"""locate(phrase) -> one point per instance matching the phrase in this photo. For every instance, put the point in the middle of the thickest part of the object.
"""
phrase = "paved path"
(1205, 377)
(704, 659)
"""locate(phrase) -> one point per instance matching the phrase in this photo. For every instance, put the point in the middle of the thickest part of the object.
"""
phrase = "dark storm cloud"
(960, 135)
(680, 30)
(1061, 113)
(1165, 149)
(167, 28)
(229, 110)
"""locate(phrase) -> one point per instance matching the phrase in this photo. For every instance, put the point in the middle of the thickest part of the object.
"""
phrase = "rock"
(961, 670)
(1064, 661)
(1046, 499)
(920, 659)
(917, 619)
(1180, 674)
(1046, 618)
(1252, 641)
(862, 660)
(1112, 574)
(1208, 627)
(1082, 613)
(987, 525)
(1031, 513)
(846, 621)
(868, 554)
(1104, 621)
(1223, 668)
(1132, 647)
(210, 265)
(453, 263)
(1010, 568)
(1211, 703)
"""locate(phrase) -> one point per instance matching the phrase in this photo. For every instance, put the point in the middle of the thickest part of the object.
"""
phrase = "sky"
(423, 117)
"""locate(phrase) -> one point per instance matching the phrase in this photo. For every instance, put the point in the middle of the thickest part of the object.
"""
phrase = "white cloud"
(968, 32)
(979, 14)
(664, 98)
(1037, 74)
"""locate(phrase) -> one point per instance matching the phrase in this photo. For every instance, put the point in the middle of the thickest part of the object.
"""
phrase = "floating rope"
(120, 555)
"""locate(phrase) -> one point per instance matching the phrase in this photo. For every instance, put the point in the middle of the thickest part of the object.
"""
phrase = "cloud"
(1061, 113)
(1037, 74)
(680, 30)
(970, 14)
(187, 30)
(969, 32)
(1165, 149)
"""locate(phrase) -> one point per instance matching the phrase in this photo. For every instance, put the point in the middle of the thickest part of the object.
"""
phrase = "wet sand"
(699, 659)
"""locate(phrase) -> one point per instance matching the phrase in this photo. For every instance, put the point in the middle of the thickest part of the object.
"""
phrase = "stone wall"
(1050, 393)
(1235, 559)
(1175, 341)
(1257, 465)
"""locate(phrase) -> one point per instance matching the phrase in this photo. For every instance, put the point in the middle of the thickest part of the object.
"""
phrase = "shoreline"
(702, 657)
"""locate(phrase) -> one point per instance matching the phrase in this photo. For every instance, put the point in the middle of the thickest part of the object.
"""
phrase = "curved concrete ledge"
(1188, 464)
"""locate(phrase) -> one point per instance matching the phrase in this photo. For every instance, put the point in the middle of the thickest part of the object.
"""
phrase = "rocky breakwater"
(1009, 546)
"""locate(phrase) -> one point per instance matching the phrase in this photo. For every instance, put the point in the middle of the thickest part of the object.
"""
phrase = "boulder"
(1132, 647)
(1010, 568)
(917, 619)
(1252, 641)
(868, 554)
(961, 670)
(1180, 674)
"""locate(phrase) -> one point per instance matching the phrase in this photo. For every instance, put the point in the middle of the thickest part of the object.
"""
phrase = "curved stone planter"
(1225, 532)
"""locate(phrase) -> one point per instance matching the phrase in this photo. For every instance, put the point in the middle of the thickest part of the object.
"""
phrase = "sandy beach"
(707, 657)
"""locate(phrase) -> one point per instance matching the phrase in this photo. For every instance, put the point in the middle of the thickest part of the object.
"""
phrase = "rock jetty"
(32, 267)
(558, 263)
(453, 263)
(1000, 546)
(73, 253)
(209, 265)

* [Stated problem] Copy all of the data above line for line, changing nothing.

* [Solution for this problem]
"""locate(phrase) -> one point per instance matching the phrase in this photo. For every instance, put the point in the middle of the thickest part of the object.
"""
phrase = "paved path"
(1205, 377)
(704, 659)
"""locate(phrase) -> one point per instance matching the phrase in this photo. For every instance, put the point in the middle of the thickest part of the object.
"""
phrase = "dark storm cloud"
(960, 135)
(680, 30)
(1061, 113)
(1165, 149)
(167, 28)
(229, 110)
"""locate(phrase) -> one point per instance matching the phrase in this photo. For every instance, put the point in the middle of the thickest part of the object.
"""
phrase = "rock"
(961, 670)
(1064, 661)
(1046, 499)
(920, 659)
(917, 619)
(1180, 674)
(1046, 618)
(1252, 641)
(862, 660)
(1112, 574)
(1208, 627)
(1082, 613)
(987, 525)
(1031, 513)
(846, 621)
(868, 554)
(1104, 621)
(1223, 668)
(1132, 647)
(210, 265)
(453, 263)
(1010, 568)
(1211, 703)
"""locate(phrase) -> one point per instance matching the phrase in this photo. For every instance, put the point in the middle of the thickest part of the object.
"""
phrase = "sky"
(423, 117)
"""locate(phrase) -> one point per instance matching the phrase in this photo. For every instance, put the point in the middle of the thickest part of the object.
"""
phrase = "white cloud"
(968, 32)
(979, 14)
(664, 98)
(1037, 74)
"""locate(phrase) -> one point per instance matching the phrase in this photo. For every instance, put the point in the middle of the thickest part of the object.
"""
phrase = "floating rope"
(120, 555)
"""locate(phrase) -> one point per instance matching the phrase in this photo. For every instance, put the point in the middle of the thickest part of the object.
"""
phrase = "cloud"
(1061, 113)
(1037, 74)
(680, 30)
(970, 14)
(187, 30)
(969, 32)
(1165, 149)
"""locate(phrase) -> one point per instance matching the phrase in this photo. For every instance, put the point in the middle of the thickest part of the object.
"""
phrase = "wet sand"
(699, 659)
"""locate(phrase) -> one point per instance matching the phrase in this photo. For every instance, put the point in the middle of the thickest part of the object.
"""
phrase = "stone wall"
(1050, 393)
(1235, 559)
(1175, 341)
(1257, 465)
"""locate(phrase) -> one point per instance matching the phrase in this photo. For every instance, put the point in the middle of the thickest part of the object.
"""
phrase = "shoreline"
(702, 657)
"""locate(phrase) -> one point per instance matching the phrase in this photo. For every instance, put the point in the middle of the thickest part of the object.
"""
phrase = "curved concrete ledge"
(1188, 464)
"""locate(phrase) -> one point per instance matching the phrase in this photo. For every instance, put the point in the middle of the thickest part of the object.
"""
phrase = "rocky breakwater"
(1009, 546)
"""locate(phrase) -> one point per instance matching the phrase in this photo. For every instance, put the point in the middle of the thickest part of the object.
"""
phrase = "boulder"
(1132, 647)
(1010, 568)
(917, 619)
(1252, 641)
(868, 554)
(961, 670)
(1180, 674)
"""locate(phrase) -> one point per instance matching the phrase in this photo. For every instance, put the point in the middle of the thickest part of the object.
"""
phrase = "curved stone planter"
(1225, 532)
"""locate(phrase) -> one point per instance matching the phrase in this photo. For every instance, put the point in the middle of the thickest part of the object.
"""
phrase = "sandy beach"
(707, 657)
"""locate(phrase) -> one point per instance matching the phrase in this photo. For every instance, put the point in the middle of the thickest part of the object.
"""
phrase = "rock jetty"
(32, 267)
(558, 263)
(453, 263)
(1000, 546)
(73, 253)
(209, 265)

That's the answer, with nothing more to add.